Brano di testo:
● ● ● ●
Fuori piove, in Ladakh è strano, di solito c’è un cielo blu limpidissimo ma comunque ci incamminiamo per il centro, giriamo per le vie, ci fermiamo ogni tanto a scattare.

foto qui sopra: 22/09/2015 Cham dance, Ladakh festival, Leh

“Uno degli eventi più significativi dell’anno è la danza Cham, durante la quale gli insegnamenti basilari del buddismo Vadjrayana sono rappresentati in forma teatrale ed un’effigie del nemico di tutti, l’ego, viene simbolicamente uccisa. Centinaia, spesso migliaia di paesani vengono dai dintorni per vedere i monaci che danzano con splendide maschere variopinte, che rappresentano le varie figure del pantheon tibetano ed hanno tutte un più profondo significato simbolico. La musica di corni e di tamburi si mescola con la cantilena dei mantras e le risate.”

estratto dal libro “ISPIRARCI AL PASSATO PER PROGETTARE IL FUTURO” di

​Helena Norberg-Hodge

foto qui sopra: 23/09/2015 Monastero di Spituk

​Il mercoledì ci rechiamo a Spituk, un monastero a poca distanza da Leh.

Il meteo non è dei migliori, pioviggina ma sembra che il cielo voglia aprirsi. Faccio ancora fatica a salire le scale ma per visitare i monasteri qui bisogna abituarsi. Troviamo un monaco che ci apre il tempio e alcune stanze, ma non sembra molto disponibile e non vuole essere fotografato, pazienza. Il panorama è stupendo, si vede la vegetazione solo vicino al corso del fiume Indo, il resto è deserto. Si vede la neve caduta nella notte sulle vette più alte. Scatto qualche foto ma non sono in vena.

foto qui sopra: 24/09/2015 Monastero di Thiksey e tramonto dal Namgyal Tsemo Gompa di Leh

Il giovedì va decisamente meglio, il meteo è dalla nostra, la giornata è splendida, mi sento fisicamente meglio e infatti sono più concentrata mentre fotografo. Thiksey è un gioiello, siamo fortunati perchè riusciamo ad assistere alla Puja mattutina. Più tardi assistiamo al richiamo per l’inizio della cerimonia con due monaci che suonano prima il radong, un lungo corno telescopico, e infine le conchiglie marine.

Al tramonto ci rechiamo al Namgyal Tsemo Gompa a Leh, da lassù il panorama è stupendo.


Si vede tutta Leh ai nostri piedi e lontano si nota lo Shanti Stupa bianco. E’ proprio un posto da meditazione, non c’è posto migliore per un monastero. I turisti uno dopo l’altro vanno via, il sole pian piano scende dietro alle montagne, aspettiamo che le nuvole si colorino di rosso, il vento diffonde ovunque i mantra dei Lung-Ta, le bandierine di preghiera colorate.

foto qui sopra: 25/09/2015 Monastero di Hemis e pomeriggio vicino all’Indo nei dintorni di Spituk

E’ stato difficile fare foto ad Hemis, non riuscivo a trovare la concentrazione nonostante fossimo tra i primi visitatori della giornata. Non si può avere sempre la fortuna di assistere alle cerimonie e di avere tanti monaci con le loro splendide tuniche rosse in giro per il monastero. Ma cerco comunque qualche spunto.
● ● ● ●
Esercizio 1:
Estrai dai record tutte le righe che contengono la stringa "BATCH", tenendo conto di maiuscole e minuscole.
Esercizio 2:
Prosegui il racconto del viaggio in Ladakh partendo dopo la sua ultima frase.

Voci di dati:
● ● ● ●
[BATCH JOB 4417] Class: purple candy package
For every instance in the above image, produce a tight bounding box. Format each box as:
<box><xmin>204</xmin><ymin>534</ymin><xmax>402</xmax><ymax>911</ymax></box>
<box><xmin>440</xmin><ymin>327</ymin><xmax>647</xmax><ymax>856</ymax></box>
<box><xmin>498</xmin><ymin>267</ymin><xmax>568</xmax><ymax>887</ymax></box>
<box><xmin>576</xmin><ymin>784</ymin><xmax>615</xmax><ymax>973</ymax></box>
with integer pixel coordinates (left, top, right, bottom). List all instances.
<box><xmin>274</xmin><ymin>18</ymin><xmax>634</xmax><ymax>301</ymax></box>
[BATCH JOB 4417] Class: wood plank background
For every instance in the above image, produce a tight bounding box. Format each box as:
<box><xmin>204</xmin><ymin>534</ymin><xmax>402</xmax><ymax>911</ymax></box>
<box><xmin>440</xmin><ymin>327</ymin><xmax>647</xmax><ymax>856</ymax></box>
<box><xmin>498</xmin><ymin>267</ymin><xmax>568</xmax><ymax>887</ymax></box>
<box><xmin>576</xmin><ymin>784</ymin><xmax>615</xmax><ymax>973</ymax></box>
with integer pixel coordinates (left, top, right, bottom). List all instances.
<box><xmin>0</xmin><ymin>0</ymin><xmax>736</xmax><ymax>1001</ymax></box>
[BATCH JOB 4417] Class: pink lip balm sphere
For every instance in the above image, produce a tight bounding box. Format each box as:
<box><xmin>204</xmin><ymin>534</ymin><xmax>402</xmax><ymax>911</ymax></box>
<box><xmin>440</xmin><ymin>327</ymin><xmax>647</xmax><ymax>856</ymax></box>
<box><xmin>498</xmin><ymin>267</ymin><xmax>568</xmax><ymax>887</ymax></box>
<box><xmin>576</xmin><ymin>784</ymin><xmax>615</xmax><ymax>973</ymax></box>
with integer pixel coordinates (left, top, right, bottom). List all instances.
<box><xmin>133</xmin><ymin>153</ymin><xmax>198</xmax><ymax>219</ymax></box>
● ● ● ●
Risposta scritta 1:
[BATCH JOB 4417] Class: purple candy package
[BATCH JOB 4417] Class: wood plank background
[BATCH JOB 4417] Class: pink lip balm sphere

Risposta scritta 2:
Nel pomeriggio ritorniamo a Spituk ma questa volta siamo ai piedi del monastero, giriamo nelle viuzze del villaggio, un contadino ci vede fotografare e ci invita ad entrare a casa sua, ci dice che dalla sua terrazza c’è un bel panorama. In effetti da una parte c’è il monastero di Spituk e dall’altra l’oasi verde attorno il corso dell’Indo. Ci mostra orgoglioso la sua cucina, ci spiega che l’ha fatta sua padre che era un artigiano. Rimango stupita dall’ospitalità e umiltà dei ladaki, è qualcosa di perduto in occidente.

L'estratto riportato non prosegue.